Free-text object descriptions:
========

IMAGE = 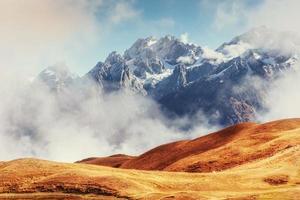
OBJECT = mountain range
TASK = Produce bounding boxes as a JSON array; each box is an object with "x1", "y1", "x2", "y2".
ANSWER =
[{"x1": 37, "y1": 26, "x2": 300, "y2": 126}]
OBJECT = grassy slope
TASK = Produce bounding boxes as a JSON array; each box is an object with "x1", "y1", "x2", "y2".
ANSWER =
[
  {"x1": 1, "y1": 119, "x2": 300, "y2": 199},
  {"x1": 81, "y1": 119, "x2": 300, "y2": 173}
]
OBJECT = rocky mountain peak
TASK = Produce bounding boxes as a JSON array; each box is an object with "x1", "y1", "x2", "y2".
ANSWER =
[
  {"x1": 124, "y1": 35, "x2": 203, "y2": 67},
  {"x1": 37, "y1": 29, "x2": 300, "y2": 126},
  {"x1": 105, "y1": 51, "x2": 124, "y2": 65},
  {"x1": 37, "y1": 64, "x2": 77, "y2": 91}
]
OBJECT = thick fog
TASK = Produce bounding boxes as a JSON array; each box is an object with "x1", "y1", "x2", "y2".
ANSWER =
[{"x1": 0, "y1": 70, "x2": 217, "y2": 161}]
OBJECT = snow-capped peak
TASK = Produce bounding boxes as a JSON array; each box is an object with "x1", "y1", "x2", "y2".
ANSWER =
[
  {"x1": 39, "y1": 64, "x2": 77, "y2": 80},
  {"x1": 37, "y1": 64, "x2": 78, "y2": 91},
  {"x1": 105, "y1": 51, "x2": 124, "y2": 65},
  {"x1": 124, "y1": 35, "x2": 204, "y2": 67}
]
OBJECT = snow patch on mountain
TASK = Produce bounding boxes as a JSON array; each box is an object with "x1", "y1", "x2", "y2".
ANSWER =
[{"x1": 37, "y1": 27, "x2": 300, "y2": 126}]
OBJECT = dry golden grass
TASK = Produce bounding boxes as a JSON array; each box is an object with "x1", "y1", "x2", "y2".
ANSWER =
[
  {"x1": 1, "y1": 119, "x2": 300, "y2": 199},
  {"x1": 80, "y1": 119, "x2": 300, "y2": 173},
  {"x1": 76, "y1": 154, "x2": 136, "y2": 168}
]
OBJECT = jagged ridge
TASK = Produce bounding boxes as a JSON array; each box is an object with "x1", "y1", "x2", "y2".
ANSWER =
[{"x1": 38, "y1": 27, "x2": 299, "y2": 126}]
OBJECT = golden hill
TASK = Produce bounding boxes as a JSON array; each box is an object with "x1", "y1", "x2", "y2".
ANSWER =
[
  {"x1": 1, "y1": 118, "x2": 300, "y2": 199},
  {"x1": 79, "y1": 119, "x2": 300, "y2": 172}
]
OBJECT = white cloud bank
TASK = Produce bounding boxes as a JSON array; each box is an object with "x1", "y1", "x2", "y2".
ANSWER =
[
  {"x1": 0, "y1": 74, "x2": 217, "y2": 162},
  {"x1": 259, "y1": 62, "x2": 300, "y2": 122}
]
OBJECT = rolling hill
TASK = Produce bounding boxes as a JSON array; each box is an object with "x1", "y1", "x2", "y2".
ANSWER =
[
  {"x1": 1, "y1": 118, "x2": 300, "y2": 199},
  {"x1": 78, "y1": 119, "x2": 300, "y2": 172}
]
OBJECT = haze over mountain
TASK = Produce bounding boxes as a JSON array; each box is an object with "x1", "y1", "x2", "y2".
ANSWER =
[{"x1": 38, "y1": 27, "x2": 299, "y2": 126}]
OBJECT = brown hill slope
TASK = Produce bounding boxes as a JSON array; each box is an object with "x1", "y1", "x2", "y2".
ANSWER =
[
  {"x1": 1, "y1": 144, "x2": 300, "y2": 199},
  {"x1": 2, "y1": 118, "x2": 300, "y2": 199},
  {"x1": 79, "y1": 118, "x2": 300, "y2": 172},
  {"x1": 76, "y1": 154, "x2": 136, "y2": 168}
]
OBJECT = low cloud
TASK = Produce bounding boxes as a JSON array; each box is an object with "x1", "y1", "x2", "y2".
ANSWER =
[
  {"x1": 258, "y1": 62, "x2": 300, "y2": 122},
  {"x1": 0, "y1": 66, "x2": 218, "y2": 162},
  {"x1": 177, "y1": 55, "x2": 194, "y2": 65}
]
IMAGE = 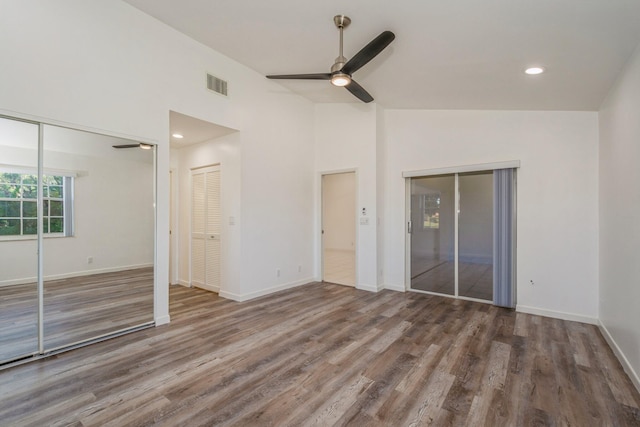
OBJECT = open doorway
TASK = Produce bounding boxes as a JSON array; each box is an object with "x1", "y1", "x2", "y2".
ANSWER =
[
  {"x1": 168, "y1": 111, "x2": 238, "y2": 307},
  {"x1": 321, "y1": 172, "x2": 356, "y2": 287}
]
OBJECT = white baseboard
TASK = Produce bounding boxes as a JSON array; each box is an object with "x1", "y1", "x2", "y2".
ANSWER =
[
  {"x1": 384, "y1": 283, "x2": 407, "y2": 292},
  {"x1": 356, "y1": 283, "x2": 383, "y2": 293},
  {"x1": 599, "y1": 320, "x2": 640, "y2": 393},
  {"x1": 155, "y1": 314, "x2": 170, "y2": 326},
  {"x1": 176, "y1": 280, "x2": 190, "y2": 287},
  {"x1": 516, "y1": 305, "x2": 598, "y2": 325},
  {"x1": 0, "y1": 263, "x2": 154, "y2": 287},
  {"x1": 219, "y1": 277, "x2": 314, "y2": 302},
  {"x1": 194, "y1": 283, "x2": 220, "y2": 293}
]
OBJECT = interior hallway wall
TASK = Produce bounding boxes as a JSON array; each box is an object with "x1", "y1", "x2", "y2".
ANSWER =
[{"x1": 599, "y1": 43, "x2": 640, "y2": 390}]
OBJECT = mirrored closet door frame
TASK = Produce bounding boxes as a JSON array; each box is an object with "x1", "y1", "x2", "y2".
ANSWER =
[{"x1": 0, "y1": 113, "x2": 157, "y2": 367}]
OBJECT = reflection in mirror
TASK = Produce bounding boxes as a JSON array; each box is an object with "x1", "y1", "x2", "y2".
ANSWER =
[
  {"x1": 41, "y1": 124, "x2": 155, "y2": 350},
  {"x1": 0, "y1": 117, "x2": 40, "y2": 363},
  {"x1": 0, "y1": 116, "x2": 155, "y2": 363}
]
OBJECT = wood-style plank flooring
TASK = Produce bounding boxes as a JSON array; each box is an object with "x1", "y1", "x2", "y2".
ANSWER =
[
  {"x1": 0, "y1": 268, "x2": 153, "y2": 362},
  {"x1": 0, "y1": 283, "x2": 639, "y2": 426}
]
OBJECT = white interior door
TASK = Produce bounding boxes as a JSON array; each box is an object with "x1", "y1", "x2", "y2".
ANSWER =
[{"x1": 191, "y1": 165, "x2": 221, "y2": 292}]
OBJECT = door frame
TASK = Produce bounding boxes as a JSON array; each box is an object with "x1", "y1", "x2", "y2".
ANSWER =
[
  {"x1": 318, "y1": 168, "x2": 358, "y2": 287},
  {"x1": 169, "y1": 168, "x2": 178, "y2": 285}
]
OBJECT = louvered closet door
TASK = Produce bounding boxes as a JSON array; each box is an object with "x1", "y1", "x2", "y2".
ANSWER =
[{"x1": 190, "y1": 166, "x2": 221, "y2": 292}]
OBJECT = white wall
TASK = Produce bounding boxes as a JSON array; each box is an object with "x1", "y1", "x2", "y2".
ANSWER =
[
  {"x1": 322, "y1": 172, "x2": 356, "y2": 251},
  {"x1": 314, "y1": 103, "x2": 380, "y2": 291},
  {"x1": 599, "y1": 44, "x2": 640, "y2": 389},
  {"x1": 383, "y1": 110, "x2": 600, "y2": 322},
  {"x1": 0, "y1": 0, "x2": 315, "y2": 321}
]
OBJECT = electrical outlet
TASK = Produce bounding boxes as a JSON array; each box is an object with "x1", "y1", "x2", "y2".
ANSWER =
[
  {"x1": 530, "y1": 280, "x2": 535, "y2": 286},
  {"x1": 87, "y1": 256, "x2": 94, "y2": 264},
  {"x1": 276, "y1": 269, "x2": 280, "y2": 278},
  {"x1": 298, "y1": 265, "x2": 302, "y2": 273}
]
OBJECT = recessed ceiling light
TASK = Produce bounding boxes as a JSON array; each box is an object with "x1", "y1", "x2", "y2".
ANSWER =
[
  {"x1": 525, "y1": 67, "x2": 545, "y2": 75},
  {"x1": 172, "y1": 133, "x2": 184, "y2": 139}
]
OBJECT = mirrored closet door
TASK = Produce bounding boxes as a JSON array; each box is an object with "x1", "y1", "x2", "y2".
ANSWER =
[
  {"x1": 0, "y1": 117, "x2": 40, "y2": 362},
  {"x1": 0, "y1": 115, "x2": 155, "y2": 365}
]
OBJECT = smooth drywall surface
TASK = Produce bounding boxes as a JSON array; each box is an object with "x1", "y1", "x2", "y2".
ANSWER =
[
  {"x1": 599, "y1": 44, "x2": 640, "y2": 387},
  {"x1": 384, "y1": 110, "x2": 599, "y2": 320},
  {"x1": 314, "y1": 103, "x2": 379, "y2": 290},
  {"x1": 322, "y1": 172, "x2": 356, "y2": 251},
  {"x1": 171, "y1": 134, "x2": 242, "y2": 296},
  {"x1": 0, "y1": 0, "x2": 315, "y2": 319},
  {"x1": 375, "y1": 107, "x2": 386, "y2": 286}
]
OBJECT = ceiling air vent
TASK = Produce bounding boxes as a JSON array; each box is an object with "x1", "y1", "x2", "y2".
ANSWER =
[{"x1": 207, "y1": 73, "x2": 228, "y2": 96}]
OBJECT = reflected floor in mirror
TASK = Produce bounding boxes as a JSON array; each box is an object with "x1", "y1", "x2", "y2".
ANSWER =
[{"x1": 0, "y1": 267, "x2": 154, "y2": 361}]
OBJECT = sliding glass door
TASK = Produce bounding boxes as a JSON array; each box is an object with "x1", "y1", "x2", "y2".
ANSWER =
[
  {"x1": 458, "y1": 172, "x2": 494, "y2": 301},
  {"x1": 410, "y1": 175, "x2": 455, "y2": 295},
  {"x1": 408, "y1": 168, "x2": 516, "y2": 306}
]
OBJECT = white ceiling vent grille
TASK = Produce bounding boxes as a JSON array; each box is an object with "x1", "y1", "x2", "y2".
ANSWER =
[{"x1": 207, "y1": 73, "x2": 228, "y2": 96}]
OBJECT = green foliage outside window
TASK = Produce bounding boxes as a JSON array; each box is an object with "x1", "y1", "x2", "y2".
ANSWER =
[{"x1": 0, "y1": 172, "x2": 66, "y2": 236}]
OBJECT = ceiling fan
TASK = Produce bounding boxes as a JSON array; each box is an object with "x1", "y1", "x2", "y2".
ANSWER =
[{"x1": 266, "y1": 15, "x2": 395, "y2": 103}]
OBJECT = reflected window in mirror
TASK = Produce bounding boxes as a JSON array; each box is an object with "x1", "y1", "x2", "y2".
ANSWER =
[{"x1": 0, "y1": 171, "x2": 74, "y2": 239}]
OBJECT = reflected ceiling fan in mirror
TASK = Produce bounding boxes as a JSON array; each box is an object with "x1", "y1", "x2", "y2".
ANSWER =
[
  {"x1": 112, "y1": 143, "x2": 153, "y2": 150},
  {"x1": 266, "y1": 15, "x2": 395, "y2": 103}
]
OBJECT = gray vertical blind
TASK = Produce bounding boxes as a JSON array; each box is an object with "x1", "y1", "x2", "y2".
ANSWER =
[{"x1": 493, "y1": 168, "x2": 516, "y2": 308}]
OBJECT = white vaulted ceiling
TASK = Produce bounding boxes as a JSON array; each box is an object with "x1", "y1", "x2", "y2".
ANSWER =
[{"x1": 124, "y1": 0, "x2": 640, "y2": 110}]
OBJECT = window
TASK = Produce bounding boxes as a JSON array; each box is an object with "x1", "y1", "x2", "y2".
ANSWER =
[
  {"x1": 0, "y1": 172, "x2": 73, "y2": 238},
  {"x1": 422, "y1": 193, "x2": 441, "y2": 229}
]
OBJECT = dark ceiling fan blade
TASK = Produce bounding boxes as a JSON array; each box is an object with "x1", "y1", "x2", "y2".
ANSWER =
[
  {"x1": 345, "y1": 79, "x2": 374, "y2": 103},
  {"x1": 342, "y1": 31, "x2": 395, "y2": 75},
  {"x1": 266, "y1": 73, "x2": 332, "y2": 80},
  {"x1": 112, "y1": 144, "x2": 140, "y2": 149}
]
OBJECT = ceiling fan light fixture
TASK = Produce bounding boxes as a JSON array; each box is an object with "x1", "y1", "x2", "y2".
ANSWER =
[
  {"x1": 525, "y1": 66, "x2": 545, "y2": 75},
  {"x1": 331, "y1": 72, "x2": 351, "y2": 87}
]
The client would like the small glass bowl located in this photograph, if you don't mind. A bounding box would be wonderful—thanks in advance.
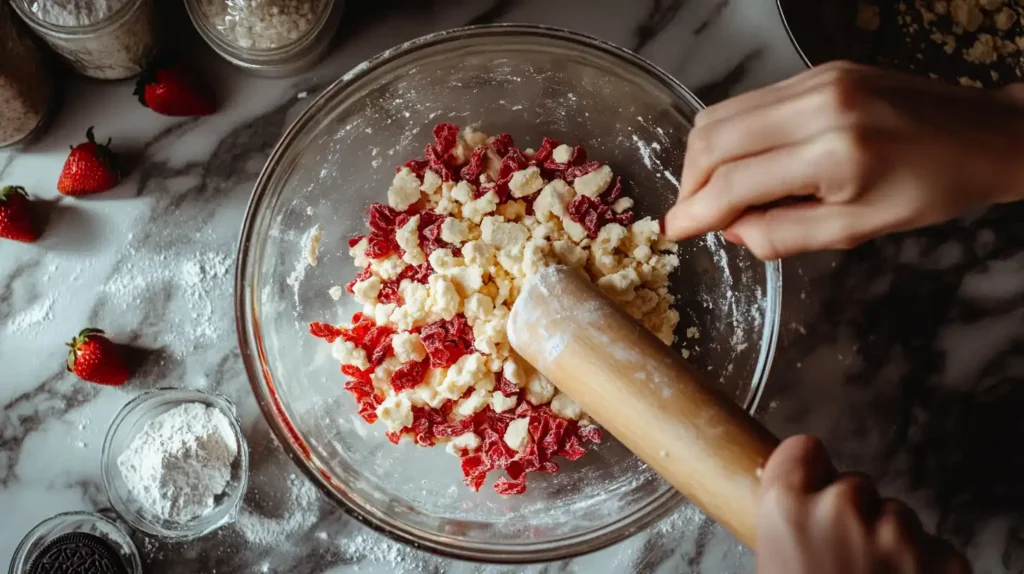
[101,388,249,540]
[9,0,157,80]
[9,511,142,574]
[184,0,344,77]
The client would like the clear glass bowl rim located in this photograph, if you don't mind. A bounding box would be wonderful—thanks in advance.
[235,23,783,563]
[99,387,250,540]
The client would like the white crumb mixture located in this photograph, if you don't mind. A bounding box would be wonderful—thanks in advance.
[334,126,680,448]
[197,0,328,50]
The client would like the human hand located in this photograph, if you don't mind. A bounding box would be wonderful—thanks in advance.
[664,62,1024,260]
[757,436,970,574]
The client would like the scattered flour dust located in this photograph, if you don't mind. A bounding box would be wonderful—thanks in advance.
[4,294,56,334]
[103,247,232,356]
[235,474,321,546]
[286,225,322,307]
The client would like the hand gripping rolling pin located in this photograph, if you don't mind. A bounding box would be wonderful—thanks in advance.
[507,265,779,548]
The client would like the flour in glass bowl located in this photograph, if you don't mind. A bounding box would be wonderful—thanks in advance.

========

Search the data for the string "mirrored" and copy every line where it appears.

ANSWER FOR THE TASK -
OBJECT = mirrored closet door frame
OBJECT = mirrored closet door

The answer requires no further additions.